◆ **Work to do**
Copy every line of the entries below, requests included. In the answers, adjust each x and y point coordinate by adding -34 to it.

◆ **Records to process**
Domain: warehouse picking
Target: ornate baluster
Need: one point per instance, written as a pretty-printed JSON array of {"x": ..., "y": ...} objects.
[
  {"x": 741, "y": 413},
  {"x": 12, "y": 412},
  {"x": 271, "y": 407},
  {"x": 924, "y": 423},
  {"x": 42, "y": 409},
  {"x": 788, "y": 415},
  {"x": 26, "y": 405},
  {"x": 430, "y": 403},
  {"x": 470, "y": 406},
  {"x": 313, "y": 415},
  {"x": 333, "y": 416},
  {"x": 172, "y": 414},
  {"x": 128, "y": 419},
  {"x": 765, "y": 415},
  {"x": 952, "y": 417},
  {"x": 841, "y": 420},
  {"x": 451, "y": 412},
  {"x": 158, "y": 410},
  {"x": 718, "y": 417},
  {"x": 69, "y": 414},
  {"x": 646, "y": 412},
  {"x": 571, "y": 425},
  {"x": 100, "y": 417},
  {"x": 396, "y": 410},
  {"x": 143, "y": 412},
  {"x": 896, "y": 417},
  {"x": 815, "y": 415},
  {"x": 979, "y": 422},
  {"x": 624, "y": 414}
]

◆ **Written answer**
Domain: warehouse picking
Target: ornate baluster
Need: one point per instance, written as a pretty-printed JSON array of {"x": ..., "y": ...} objects.
[
  {"x": 707, "y": 379},
  {"x": -22, "y": 378},
  {"x": 237, "y": 373},
  {"x": 890, "y": 389},
  {"x": 8, "y": 375},
  {"x": 754, "y": 381},
  {"x": -8, "y": 371},
  {"x": 396, "y": 369},
  {"x": 436, "y": 372},
  {"x": 279, "y": 381},
  {"x": 299, "y": 382},
  {"x": 138, "y": 380},
  {"x": 94, "y": 385},
  {"x": 731, "y": 381},
  {"x": 918, "y": 383},
  {"x": 807, "y": 386},
  {"x": 417, "y": 378},
  {"x": 124, "y": 376},
  {"x": 684, "y": 383},
  {"x": 35, "y": 380},
  {"x": 612, "y": 378},
  {"x": 537, "y": 391},
  {"x": 66, "y": 383},
  {"x": 362, "y": 376},
  {"x": 109, "y": 378},
  {"x": 862, "y": 383},
  {"x": 781, "y": 381},
  {"x": 945, "y": 388},
  {"x": 590, "y": 380}
]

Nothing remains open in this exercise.